=== ИСХОДНЫЙ ТЕКСТ ===
----

Оба приведенных примера могут быть проиллюстрированы на таких схемах (рис. 3).

Отсюда видно, что причина «усиливается» в тех случаях, когда она обладает высокой значимостью для того, кто совершает поступок, или когда ее наличие означает для действующего лица самопожертвование, или когда действие по этой причине связано с риском. Все это необходимо принимать в расчет тому, кто приписывает причину: «Когда принуждение, ценность, жертвы или риск включаются в действие, то оно приписывается чаще деятелю, чем другим компонентам схемы». То есть, когда действие совершается трудно, причина его чаще приписывается субъекту, т.е. имеет место личностная атрибуция.

Но здесь уже вступает в силу третий из предложенных Келли принципов конфигурации — систематическое искажение суждений о людях. Но этот принцип удобнее рассмотреть в разделе, посвященном ошибкам атрибуции.

3. Ошибки атрибуции

Как мы видели, классическая теория атрибуции склонна рассматривать субъекта восприятия как вполне рациональную личность, которая, руководствуясь моделью ANOVA , знает, как надо приписывать причину. Но эта же теория утверждает, что на практике дело обстоит совсем иным образом: люди осуществляют атрибуцию быстро, используя совсем мало информации (часто одноединственное наблюдение) и демонстрируя достаточную категоричность суждения. Поэтому вводится и более «мягкая» модель — принцип конфигурации. Но руководствоваться и этим принципом непросто: есть еще ряд обстоятельств, которые могут привести к ошибке. Поэтому полезно как минимум дать классификацию возможных ошибок, чтобы более критично относиться к собственным объяснениям.

Рис.3. Принципы конфигурации Г. Келли (одно наблюдение > много возможных причин)

Сам термин «ошибка» употребляется в атрибутивных теориях достаточно условно. Это не ошибка, как она понимается в классической логике. Там «ошибка» или «искажение» — это отклонение от нормативной модели, отход от принятых критериев валидности. В исследованиях по атрибуции нет такой четкой модели, отклонение от которой легко было бы зафиксировать. Поэтому здесь было бы точнее употреблять термин «искажение» или «предубеждение», но по традиции в языке атрибутивных теорий сохраняется термин «ошибка». Итак, какие же ошибки наиболее типичны?

----

(Примеры разметки точек)
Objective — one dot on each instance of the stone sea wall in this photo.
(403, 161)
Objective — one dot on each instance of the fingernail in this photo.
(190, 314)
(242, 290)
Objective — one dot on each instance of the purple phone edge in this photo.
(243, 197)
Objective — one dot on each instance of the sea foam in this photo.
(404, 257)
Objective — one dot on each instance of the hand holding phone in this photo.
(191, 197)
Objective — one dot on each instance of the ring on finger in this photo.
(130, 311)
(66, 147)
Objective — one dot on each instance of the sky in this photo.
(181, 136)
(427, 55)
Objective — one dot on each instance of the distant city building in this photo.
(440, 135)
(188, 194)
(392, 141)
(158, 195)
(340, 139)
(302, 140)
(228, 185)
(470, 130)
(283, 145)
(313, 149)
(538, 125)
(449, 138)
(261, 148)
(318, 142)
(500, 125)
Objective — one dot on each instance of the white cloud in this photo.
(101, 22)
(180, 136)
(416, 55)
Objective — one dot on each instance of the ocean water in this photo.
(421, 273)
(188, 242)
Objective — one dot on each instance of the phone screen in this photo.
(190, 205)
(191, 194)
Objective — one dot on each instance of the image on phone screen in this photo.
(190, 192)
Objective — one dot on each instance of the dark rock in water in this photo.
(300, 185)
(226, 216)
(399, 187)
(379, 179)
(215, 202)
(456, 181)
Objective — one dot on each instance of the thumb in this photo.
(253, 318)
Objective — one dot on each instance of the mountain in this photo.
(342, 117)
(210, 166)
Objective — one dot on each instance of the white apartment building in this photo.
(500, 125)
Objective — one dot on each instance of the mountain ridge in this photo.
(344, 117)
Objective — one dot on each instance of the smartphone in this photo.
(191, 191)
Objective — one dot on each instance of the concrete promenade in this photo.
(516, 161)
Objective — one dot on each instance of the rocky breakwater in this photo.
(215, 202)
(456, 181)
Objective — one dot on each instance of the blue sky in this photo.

----

=== ЗАДАНИЕ 1 ===
Пожалуйста, выведите фрагмент исходного текста, начиная со слов «3. Ошибки атрибуции» и далее вплоть до слов «много возможных причин)».
=== ЗАДАНИЕ 2 ===
Перечислите все, что, согласно цитате в исходном тексте, может включаться в действие, так что оно чаще приписывается деятелю.

=== ПРАВИЛЬНЫЙ ОТВЕТ 1 ===
3. Ошибки атрибуции

Как мы видели, классическая теория атрибуции склонна рассматривать субъекта восприятия как вполне рациональную личность, которая, руководствуясь моделью ANOVA , знает, как надо приписывать причину. Но эта же теория утверждает, что на практике дело обстоит совсем иным образом: люди осуществляют атрибуцию быстро, используя совсем мало информации (часто одноединственное наблюдение) и демонстрируя достаточную категоричность суждения. Поэтому вводится и более «мягкая» модель — принцип конфигурации. Но руководствоваться и этим принципом непросто: есть еще ряд обстоятельств, которые могут привести к ошибке. Поэтому полезно как минимум дать классификацию возможных ошибок, чтобы более критично относиться к собственным объяснениям.

Рис.3. Принципы конфигурации Г. Келли (одно наблюдение > много возможных причин)

=== ПРАВИЛЬНЫЙ ОТВЕТ 2 ===
принуждение, ценность, жертвы, риск